• YOUR TASK:
Everything from the line containing "Could you kindly pick out the woman's beaded" to the last line of the records must be returned verbatim; nothing else belongs in the output.

++++++++

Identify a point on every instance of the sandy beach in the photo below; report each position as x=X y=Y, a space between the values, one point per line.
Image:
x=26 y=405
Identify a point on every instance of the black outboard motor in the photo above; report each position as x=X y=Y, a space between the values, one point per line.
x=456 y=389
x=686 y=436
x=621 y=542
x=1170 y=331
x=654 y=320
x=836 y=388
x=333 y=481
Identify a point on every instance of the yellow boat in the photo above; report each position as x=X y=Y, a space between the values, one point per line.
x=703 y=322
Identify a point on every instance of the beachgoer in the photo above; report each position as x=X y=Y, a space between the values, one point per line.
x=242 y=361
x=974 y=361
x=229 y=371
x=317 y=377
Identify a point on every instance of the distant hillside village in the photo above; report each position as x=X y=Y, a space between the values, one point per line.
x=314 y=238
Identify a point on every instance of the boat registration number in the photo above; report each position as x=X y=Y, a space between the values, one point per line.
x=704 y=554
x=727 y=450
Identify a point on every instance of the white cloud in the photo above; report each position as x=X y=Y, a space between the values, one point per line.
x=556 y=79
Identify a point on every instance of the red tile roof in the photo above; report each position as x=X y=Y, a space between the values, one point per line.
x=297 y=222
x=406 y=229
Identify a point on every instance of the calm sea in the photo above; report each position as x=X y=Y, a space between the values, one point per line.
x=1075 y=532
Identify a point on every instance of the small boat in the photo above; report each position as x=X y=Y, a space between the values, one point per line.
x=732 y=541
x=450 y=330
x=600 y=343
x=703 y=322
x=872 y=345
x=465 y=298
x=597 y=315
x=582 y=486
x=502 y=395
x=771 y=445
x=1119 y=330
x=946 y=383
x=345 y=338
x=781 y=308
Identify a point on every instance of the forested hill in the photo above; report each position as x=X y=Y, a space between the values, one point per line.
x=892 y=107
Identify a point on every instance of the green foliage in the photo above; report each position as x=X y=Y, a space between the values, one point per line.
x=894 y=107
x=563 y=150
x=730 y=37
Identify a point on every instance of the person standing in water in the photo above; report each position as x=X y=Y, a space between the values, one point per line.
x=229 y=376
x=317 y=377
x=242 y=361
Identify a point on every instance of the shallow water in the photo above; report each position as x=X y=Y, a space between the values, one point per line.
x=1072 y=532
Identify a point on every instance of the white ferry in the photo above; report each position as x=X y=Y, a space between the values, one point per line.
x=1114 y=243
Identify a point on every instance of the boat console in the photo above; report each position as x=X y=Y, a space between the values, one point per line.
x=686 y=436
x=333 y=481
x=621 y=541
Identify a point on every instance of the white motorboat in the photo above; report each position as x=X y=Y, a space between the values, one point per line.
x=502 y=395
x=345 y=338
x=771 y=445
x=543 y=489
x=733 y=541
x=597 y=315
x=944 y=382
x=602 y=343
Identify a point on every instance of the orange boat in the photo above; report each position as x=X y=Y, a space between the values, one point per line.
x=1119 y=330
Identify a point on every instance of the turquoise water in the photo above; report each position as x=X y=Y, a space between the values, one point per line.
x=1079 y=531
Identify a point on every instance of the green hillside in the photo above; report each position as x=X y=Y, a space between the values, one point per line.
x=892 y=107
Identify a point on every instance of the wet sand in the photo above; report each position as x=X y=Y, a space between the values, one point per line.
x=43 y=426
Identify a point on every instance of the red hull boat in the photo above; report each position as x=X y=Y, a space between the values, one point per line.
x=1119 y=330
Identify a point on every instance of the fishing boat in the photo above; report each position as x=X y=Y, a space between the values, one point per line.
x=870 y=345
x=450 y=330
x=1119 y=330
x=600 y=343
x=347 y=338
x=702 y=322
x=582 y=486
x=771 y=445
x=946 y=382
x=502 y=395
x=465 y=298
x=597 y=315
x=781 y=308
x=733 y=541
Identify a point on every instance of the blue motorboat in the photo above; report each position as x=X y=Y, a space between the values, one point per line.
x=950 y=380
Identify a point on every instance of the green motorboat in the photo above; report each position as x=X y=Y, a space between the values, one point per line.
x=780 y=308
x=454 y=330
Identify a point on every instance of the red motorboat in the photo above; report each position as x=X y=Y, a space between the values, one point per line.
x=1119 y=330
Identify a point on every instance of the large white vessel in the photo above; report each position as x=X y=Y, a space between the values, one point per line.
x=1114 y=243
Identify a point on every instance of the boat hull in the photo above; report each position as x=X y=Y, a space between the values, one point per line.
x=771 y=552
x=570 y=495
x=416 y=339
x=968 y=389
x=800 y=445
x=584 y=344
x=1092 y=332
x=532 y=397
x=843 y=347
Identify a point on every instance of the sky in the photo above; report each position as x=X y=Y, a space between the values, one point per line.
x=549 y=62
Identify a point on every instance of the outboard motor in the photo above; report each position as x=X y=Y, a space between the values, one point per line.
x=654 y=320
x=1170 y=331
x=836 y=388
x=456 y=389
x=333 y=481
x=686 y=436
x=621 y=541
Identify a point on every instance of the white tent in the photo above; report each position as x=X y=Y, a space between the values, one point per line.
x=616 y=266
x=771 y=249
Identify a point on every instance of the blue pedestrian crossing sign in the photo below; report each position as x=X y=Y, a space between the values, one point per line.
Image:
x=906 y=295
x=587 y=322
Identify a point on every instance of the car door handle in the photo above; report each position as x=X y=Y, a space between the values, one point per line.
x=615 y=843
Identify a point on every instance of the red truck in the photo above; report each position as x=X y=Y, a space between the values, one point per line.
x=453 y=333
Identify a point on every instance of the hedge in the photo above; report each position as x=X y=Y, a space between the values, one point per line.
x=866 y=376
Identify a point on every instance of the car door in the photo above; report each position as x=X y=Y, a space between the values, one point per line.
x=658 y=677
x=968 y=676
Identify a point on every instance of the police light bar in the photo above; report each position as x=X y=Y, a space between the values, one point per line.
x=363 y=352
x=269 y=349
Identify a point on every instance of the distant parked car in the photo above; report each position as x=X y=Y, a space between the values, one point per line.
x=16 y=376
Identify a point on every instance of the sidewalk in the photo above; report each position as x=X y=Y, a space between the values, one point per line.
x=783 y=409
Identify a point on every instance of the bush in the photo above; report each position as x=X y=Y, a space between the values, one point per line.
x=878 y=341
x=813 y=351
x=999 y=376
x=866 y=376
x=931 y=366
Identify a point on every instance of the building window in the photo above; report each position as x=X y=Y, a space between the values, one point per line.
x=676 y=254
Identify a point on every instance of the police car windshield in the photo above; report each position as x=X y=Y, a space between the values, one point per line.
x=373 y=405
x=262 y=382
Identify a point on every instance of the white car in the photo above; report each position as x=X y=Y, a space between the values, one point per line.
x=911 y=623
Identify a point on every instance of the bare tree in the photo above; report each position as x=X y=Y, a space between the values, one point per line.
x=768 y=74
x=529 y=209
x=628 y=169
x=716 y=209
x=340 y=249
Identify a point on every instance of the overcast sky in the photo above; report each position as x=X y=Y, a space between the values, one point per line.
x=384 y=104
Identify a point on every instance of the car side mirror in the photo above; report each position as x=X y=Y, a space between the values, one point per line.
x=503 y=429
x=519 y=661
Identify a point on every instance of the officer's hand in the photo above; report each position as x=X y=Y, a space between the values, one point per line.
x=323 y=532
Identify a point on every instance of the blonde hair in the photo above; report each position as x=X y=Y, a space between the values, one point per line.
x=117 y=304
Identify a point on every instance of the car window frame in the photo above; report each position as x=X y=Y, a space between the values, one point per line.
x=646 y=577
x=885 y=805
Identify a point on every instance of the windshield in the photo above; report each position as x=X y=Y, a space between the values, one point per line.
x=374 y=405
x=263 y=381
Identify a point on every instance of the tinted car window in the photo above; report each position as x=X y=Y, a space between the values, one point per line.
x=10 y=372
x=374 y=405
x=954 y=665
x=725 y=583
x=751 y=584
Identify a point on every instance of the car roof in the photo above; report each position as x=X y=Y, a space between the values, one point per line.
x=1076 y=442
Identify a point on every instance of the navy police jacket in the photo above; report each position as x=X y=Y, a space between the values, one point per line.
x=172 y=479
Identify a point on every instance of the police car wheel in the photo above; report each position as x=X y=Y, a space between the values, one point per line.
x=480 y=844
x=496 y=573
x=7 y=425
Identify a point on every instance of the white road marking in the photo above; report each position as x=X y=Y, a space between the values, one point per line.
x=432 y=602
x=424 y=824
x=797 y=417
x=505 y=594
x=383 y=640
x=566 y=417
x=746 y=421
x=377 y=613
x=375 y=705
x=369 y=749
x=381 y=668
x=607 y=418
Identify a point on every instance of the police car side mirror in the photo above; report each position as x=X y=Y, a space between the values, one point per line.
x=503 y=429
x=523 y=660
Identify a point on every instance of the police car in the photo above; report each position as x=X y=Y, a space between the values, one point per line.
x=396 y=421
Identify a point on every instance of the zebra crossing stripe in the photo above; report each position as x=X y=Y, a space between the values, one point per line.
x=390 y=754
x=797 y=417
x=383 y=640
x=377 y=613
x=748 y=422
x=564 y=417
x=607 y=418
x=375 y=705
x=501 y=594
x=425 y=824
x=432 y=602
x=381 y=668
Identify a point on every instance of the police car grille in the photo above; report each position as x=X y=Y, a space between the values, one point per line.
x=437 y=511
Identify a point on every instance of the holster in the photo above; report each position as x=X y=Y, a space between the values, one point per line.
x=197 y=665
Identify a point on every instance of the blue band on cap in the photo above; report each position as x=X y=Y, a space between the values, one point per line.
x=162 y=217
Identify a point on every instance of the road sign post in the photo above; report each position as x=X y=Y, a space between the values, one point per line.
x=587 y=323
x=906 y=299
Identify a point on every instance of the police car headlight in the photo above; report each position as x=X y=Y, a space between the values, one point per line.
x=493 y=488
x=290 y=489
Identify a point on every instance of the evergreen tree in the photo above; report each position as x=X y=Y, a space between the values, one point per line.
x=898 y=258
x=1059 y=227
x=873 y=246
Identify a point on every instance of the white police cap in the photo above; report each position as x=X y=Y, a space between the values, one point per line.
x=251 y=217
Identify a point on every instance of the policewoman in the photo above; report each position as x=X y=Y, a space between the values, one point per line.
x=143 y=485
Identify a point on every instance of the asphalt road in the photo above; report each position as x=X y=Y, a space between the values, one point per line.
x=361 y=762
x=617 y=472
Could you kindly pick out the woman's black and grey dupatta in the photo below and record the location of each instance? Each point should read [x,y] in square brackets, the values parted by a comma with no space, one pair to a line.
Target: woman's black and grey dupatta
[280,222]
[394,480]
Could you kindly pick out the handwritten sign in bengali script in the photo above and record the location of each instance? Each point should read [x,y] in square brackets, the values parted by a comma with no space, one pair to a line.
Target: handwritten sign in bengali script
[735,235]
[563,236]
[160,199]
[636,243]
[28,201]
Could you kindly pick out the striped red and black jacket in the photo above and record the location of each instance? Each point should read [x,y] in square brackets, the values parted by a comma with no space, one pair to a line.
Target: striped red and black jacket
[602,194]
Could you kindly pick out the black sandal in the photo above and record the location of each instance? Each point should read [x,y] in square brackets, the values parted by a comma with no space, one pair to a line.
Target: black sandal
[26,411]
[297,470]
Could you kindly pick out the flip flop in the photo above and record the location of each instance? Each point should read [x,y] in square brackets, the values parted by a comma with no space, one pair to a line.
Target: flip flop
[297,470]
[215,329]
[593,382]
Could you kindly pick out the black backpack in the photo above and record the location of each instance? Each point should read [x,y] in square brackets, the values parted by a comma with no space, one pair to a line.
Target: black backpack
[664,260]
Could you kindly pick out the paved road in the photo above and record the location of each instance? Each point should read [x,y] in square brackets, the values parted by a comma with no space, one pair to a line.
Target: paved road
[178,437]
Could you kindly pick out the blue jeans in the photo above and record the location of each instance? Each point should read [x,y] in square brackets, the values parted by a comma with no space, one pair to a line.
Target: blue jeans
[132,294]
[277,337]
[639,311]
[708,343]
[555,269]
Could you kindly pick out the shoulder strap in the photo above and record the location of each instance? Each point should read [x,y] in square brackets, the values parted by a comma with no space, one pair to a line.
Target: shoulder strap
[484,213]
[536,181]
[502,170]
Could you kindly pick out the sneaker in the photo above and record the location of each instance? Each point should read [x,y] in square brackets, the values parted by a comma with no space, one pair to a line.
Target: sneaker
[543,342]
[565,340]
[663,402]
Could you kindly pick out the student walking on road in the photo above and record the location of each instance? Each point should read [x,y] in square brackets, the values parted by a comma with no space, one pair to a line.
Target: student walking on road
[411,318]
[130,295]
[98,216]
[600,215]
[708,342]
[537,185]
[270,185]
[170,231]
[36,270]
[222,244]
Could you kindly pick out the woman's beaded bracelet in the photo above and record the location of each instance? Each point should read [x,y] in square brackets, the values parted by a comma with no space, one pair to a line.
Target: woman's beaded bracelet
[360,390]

++++++++

• ANSWER BOX:
Could you kindly pick out the woman's beaded bracelet in the photo above and record the location of each instance? Each point should read [x,y] in square brackets, the values parted by a comma with no space, one pair to a line.
Target: woman's beaded bracelet
[360,390]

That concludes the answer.